> **To be done**
Copy the records from the line containing "Expected: one point per instance of the baby's fingernail" through the end of the records, replacing "baby's" with "infant's" and changing nothing else.

====== Data for processing

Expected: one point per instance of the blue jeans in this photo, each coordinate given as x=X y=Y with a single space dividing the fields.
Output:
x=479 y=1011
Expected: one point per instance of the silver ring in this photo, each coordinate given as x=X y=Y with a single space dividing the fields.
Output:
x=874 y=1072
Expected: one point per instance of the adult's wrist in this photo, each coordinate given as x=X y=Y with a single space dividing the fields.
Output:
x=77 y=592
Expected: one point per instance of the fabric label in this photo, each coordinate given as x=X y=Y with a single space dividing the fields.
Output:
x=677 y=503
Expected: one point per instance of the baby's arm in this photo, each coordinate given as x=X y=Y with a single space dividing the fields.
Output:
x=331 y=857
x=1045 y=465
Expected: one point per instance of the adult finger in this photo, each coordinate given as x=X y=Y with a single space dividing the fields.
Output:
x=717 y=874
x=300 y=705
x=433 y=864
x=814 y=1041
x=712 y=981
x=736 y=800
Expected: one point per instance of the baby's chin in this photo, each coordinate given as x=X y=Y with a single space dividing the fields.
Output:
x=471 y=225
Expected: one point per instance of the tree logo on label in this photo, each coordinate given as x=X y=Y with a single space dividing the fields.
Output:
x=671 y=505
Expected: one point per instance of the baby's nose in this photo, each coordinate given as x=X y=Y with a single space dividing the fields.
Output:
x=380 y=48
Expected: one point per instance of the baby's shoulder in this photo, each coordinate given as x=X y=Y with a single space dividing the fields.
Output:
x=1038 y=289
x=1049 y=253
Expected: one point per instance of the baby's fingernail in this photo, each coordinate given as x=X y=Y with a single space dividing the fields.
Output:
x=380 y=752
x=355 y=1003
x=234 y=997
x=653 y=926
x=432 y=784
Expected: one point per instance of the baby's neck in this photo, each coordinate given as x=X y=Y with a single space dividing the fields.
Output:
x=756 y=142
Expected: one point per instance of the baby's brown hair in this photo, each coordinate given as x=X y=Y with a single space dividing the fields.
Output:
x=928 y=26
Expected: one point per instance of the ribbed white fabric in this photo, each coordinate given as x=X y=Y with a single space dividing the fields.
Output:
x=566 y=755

============

> **Complete answer**
Expected: one point per instance of the infant's fingernail in this photo, each coordinate given as x=X y=Y with a single space dividing the fields.
Output:
x=380 y=752
x=355 y=1003
x=234 y=997
x=653 y=926
x=432 y=784
Expected: one point per instance of the infant's neck in this photo, each coordinate given as x=X y=Y with a single space dividing the fields.
Output:
x=756 y=142
Expected: one point per instance of the infant's brown hair in this photo, each coordinate given as x=X y=Y with a single space dividing the fields.
Output:
x=928 y=26
Expected: one point per instance of the ribbed white fabric in this photo, each coordinate given as x=X y=Y with a single space dividing the fields.
Output:
x=566 y=755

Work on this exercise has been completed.